What this exercise asks:
(a) Summarize the FIG. 4 passage in two sentences.
(b) In the FIG. 4 passage, what holds the fiber optic conductor 44 in position?
(c) Reproduce the part of the FIG. 4 passage that opens with the words containing "A closed protective" and closes with "contacts the spring 16.".

##### Source passage #####

A further embodiment of the invention is shown in FIG. 4. There the shutter takes the form of a resilient diaphragm 59 which is flexed by the spring 16. The diaphragm 59 extends between two side walls 60 and 62 of a modified spring holder member 22'. The holder member 22', moreover, includes a rear wall 64 which is attached to the brush holder 14.

A closed protective casing is thus provided for the exposed ends 43 and 45 of the fiber optic conductor 44 which is held in position by a support member 66 which extends between the side walls 60 and 62. Moreover, the support member 66 includes a recess or cavity 68 which permits an outwardly projecting body portion 70 of the diaphragm 59 to move in and out of the recess 68 between the exposed ends 43 and 45 of the fiber optic conductor 44. The diaphragm additionally includes another outwardly projecting body portion 72 which contacts the spring 16.

##### Data extract #####

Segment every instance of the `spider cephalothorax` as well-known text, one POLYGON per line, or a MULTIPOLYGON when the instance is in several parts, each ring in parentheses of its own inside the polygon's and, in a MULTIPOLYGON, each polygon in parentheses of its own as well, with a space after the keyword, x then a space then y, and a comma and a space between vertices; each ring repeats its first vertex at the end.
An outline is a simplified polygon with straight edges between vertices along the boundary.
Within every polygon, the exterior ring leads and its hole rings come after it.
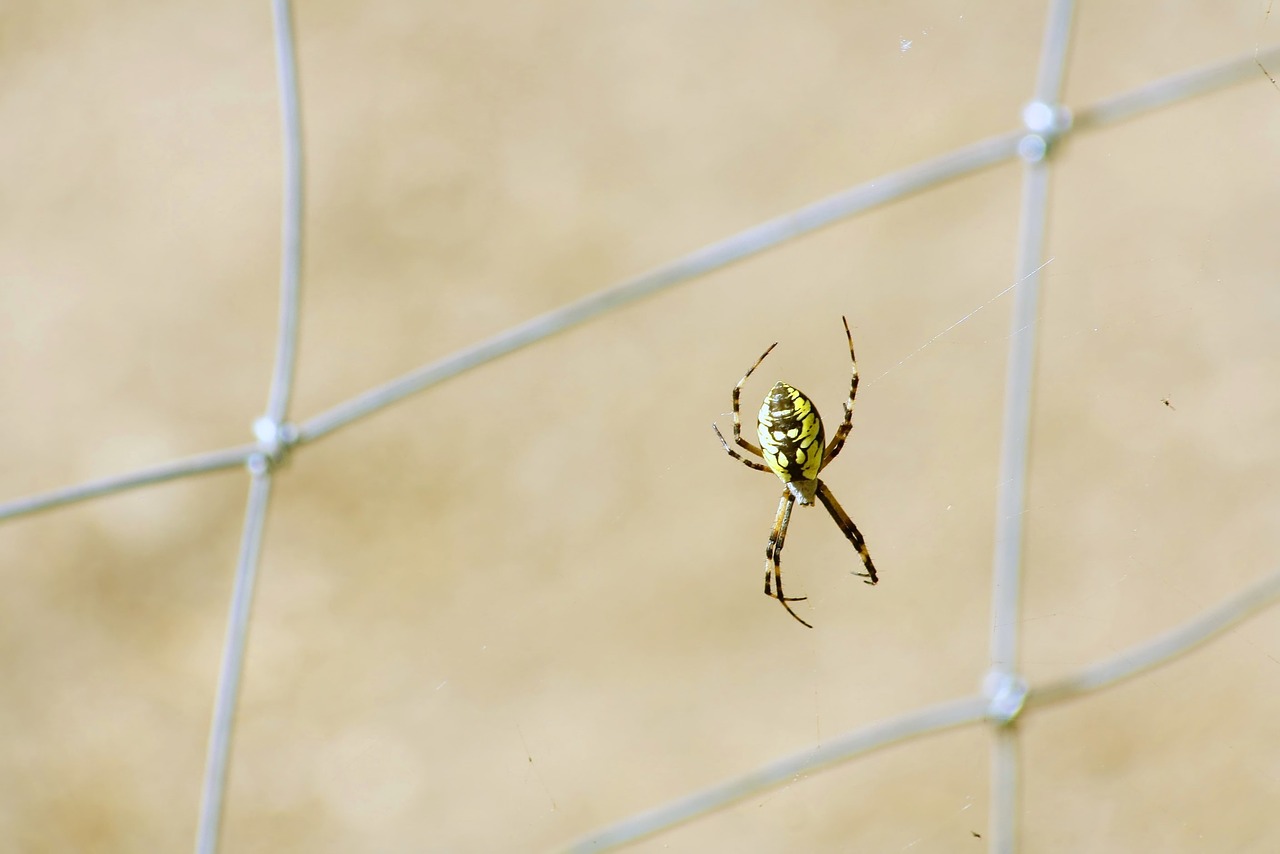
MULTIPOLYGON (((842 318, 842 320, 845 319, 842 318)), ((845 402, 845 419, 840 423, 831 444, 823 444, 826 435, 822 428, 822 416, 818 415, 813 401, 800 389, 786 383, 776 383, 760 406, 760 412, 756 416, 759 420, 756 435, 760 437, 760 447, 755 447, 742 438, 740 415, 742 385, 751 371, 764 361, 764 356, 768 356, 777 347, 776 343, 755 360, 751 369, 733 387, 733 442, 764 460, 764 463, 744 457, 728 447, 719 428, 712 424, 712 429, 716 430, 716 435, 719 437, 721 444, 724 446, 731 457, 751 469, 772 471, 785 487, 782 501, 778 502, 778 515, 773 521, 773 531, 769 534, 769 544, 764 548, 764 594, 781 602, 787 613, 806 626, 809 624, 800 620, 800 616, 787 604, 788 602, 800 602, 805 597, 782 595, 782 542, 787 535, 787 525, 791 522, 791 508, 795 502, 799 501, 801 506, 813 504, 815 498, 822 502, 831 517, 840 525, 840 530, 845 533, 845 536, 861 556, 867 571, 859 572, 859 575, 867 579, 867 584, 876 584, 879 580, 876 575, 876 565, 872 563, 872 556, 867 552, 867 542, 858 526, 849 519, 827 484, 818 479, 818 472, 826 469, 845 447, 845 439, 852 426, 854 398, 858 397, 858 357, 854 356, 854 335, 849 332, 849 320, 845 320, 845 337, 849 339, 849 359, 854 365, 852 379, 849 383, 849 399, 845 402)), ((813 629, 813 626, 809 627, 813 629)))

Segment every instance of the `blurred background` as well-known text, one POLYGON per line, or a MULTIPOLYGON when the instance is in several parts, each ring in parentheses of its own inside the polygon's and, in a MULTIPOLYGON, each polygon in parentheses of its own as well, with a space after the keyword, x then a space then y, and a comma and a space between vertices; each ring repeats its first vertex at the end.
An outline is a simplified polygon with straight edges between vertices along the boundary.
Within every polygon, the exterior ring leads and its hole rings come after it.
MULTIPOLYGON (((293 417, 1012 129, 1043 14, 298 4, 293 417)), ((0 498, 250 442, 280 245, 266 4, 3 15, 0 498)), ((1084 3, 1065 100, 1276 42, 1267 0, 1084 3)), ((1033 682, 1280 566, 1277 152, 1262 69, 1057 151, 1033 682)), ((554 849, 974 693, 1019 181, 849 220, 301 448, 273 493, 224 850, 554 849), (774 341, 744 408, 786 379, 838 421, 841 315, 864 379, 826 479, 882 581, 797 510, 783 567, 810 631, 760 592, 778 483, 709 425, 774 341)), ((246 489, 237 470, 0 526, 8 850, 189 848, 246 489)), ((1028 716, 1025 849, 1280 849, 1277 721, 1276 611, 1028 716)), ((636 850, 978 851, 988 737, 893 748, 636 850)))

#####

Task-by-task answers:
(a) In this embodiment, the shutter is a resilient diaphragm 59 that is flexed by the spring 16 and extends between side walls 60 and 62 of a modified spring holder member 22', which has a rear wall 64 attached to the brush holder 14. This arrangement provides a closed protective casing for the exposed ends 43 and 45 of the fiber optic conductor 44, with a body portion 70 of the diaphragm moving in and out of a recess 68 in support member 66 between those ends, and another body portion 72 contacting the spring 16.

(b) A support member 66 that extends between the side walls 60 and 62.

(c)
A closed protective casing is thus provided for the exposed ends 43 and 45 of the fiber optic conductor 44 which is held in position by a support member 66 which extends between the side walls 60 and 62. Moreover, the support member 66 includes a recess or cavity 68 which permits an outwardly projecting body portion 70 of the diaphragm 59 to move in and out of the recess 68 between the exposed ends 43 and 45 of the fiber optic conductor 44. The diaphragm additionally includes another outwardly projecting body portion 72 which contacts the spring 16.